**Given request:** Copy every line, from the one containing "shaped like [152,133]." through the end of the entries, and offset each coordinate in the answer points by -118.

Dataset rows

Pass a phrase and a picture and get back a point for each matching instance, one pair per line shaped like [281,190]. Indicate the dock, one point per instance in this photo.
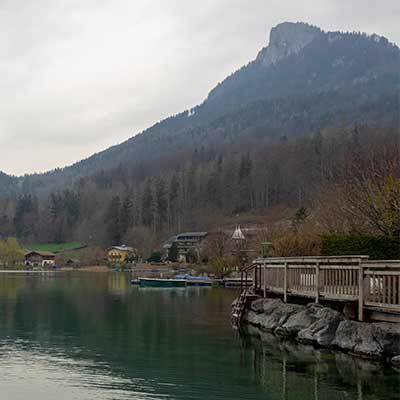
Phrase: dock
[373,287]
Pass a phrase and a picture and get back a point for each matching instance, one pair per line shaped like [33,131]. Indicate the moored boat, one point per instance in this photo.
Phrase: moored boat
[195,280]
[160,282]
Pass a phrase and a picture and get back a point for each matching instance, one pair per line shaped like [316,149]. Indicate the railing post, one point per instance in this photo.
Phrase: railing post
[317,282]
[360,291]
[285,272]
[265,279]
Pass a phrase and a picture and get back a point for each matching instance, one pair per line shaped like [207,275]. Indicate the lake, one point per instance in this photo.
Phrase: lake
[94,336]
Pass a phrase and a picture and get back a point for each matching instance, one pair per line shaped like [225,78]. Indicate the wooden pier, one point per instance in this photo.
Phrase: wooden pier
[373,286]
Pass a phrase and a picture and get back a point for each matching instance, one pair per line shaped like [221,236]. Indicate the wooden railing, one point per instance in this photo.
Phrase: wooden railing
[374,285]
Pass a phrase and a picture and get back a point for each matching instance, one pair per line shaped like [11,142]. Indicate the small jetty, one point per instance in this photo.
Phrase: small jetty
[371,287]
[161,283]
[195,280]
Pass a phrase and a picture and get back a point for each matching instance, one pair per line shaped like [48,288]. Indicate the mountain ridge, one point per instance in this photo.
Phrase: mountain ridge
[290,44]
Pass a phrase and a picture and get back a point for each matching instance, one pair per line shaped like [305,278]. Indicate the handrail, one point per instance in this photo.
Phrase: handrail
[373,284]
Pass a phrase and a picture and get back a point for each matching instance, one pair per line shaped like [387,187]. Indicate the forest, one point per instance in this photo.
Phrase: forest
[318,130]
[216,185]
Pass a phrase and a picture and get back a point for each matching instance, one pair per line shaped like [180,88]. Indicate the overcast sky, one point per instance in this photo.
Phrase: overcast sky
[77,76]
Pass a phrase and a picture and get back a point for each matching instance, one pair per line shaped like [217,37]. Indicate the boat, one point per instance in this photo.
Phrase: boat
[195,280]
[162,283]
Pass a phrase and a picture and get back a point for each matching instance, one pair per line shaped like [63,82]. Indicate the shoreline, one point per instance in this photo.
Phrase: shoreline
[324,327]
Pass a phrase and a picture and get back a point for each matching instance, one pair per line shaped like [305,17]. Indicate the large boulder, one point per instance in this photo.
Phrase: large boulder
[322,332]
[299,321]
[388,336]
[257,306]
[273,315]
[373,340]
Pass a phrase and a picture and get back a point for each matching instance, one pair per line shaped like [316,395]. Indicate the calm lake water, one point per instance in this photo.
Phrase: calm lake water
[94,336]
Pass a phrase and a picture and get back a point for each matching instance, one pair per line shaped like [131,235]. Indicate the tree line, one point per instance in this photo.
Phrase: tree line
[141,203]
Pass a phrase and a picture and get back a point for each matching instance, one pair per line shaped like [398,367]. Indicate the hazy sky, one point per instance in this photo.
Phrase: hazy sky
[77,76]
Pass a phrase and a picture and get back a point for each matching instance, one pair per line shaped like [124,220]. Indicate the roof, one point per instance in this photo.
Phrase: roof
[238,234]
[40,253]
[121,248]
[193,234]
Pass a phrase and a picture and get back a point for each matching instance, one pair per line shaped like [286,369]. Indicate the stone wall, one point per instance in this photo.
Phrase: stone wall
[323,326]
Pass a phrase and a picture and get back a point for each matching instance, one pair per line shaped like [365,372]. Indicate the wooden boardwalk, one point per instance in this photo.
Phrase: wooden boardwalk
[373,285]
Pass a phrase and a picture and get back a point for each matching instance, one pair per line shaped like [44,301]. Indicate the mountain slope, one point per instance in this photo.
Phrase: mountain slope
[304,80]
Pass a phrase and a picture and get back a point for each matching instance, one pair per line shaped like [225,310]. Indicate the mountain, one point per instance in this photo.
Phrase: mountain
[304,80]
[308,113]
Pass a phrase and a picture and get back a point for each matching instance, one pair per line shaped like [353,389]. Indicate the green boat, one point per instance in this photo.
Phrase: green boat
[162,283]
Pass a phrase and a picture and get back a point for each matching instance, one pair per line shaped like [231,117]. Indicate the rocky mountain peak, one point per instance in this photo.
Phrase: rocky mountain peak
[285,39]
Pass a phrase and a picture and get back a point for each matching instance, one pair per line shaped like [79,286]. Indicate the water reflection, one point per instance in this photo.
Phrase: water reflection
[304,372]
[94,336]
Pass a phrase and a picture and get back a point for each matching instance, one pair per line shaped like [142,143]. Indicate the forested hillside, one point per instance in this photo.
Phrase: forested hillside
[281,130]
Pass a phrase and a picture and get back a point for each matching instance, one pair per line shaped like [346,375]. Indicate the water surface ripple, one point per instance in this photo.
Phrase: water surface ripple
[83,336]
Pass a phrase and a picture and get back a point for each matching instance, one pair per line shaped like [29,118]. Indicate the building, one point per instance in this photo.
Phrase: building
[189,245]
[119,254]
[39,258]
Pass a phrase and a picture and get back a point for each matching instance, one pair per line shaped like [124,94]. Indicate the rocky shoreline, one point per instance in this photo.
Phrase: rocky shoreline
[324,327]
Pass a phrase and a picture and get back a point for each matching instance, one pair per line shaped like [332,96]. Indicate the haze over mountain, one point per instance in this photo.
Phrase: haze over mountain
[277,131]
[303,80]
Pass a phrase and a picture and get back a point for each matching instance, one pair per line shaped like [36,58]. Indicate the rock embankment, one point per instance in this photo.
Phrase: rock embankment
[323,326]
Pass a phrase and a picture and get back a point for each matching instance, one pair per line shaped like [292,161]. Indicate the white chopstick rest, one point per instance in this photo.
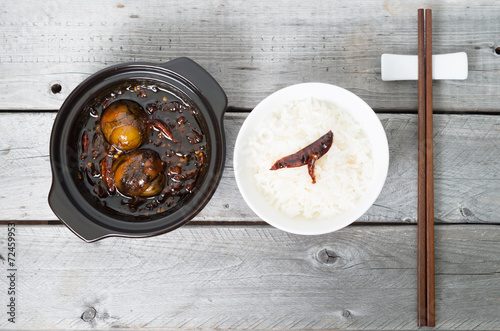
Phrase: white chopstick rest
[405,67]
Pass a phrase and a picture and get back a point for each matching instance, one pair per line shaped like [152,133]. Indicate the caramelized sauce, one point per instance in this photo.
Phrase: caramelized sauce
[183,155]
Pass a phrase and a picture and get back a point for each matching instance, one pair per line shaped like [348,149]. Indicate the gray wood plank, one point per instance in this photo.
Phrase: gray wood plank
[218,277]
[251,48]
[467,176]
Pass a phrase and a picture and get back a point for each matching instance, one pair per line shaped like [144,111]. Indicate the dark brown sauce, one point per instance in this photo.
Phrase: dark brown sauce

**Response to this exercise:**
Pass a phrase and a picture and get back a point for each matching instance, one pair per line shaped like [152,133]. Indicate the caramelized sauce, one point per instance in this photo.
Phrase: caramelized sauce
[65,37]
Pass a phrase and a picture and get back a point for each matching instance, one pair per line shaped like [348,149]. Indicate the gray wood plank, one point per instance in this photo.
Phrase: gray wood plank
[100,159]
[133,-70]
[349,58]
Pass a phrase and a picture and get back a point for each matching instance, one pair per line shaped like [144,111]. Indicate the dark brown sauce, one point per instance in this photo.
Phrase: dark brown sauce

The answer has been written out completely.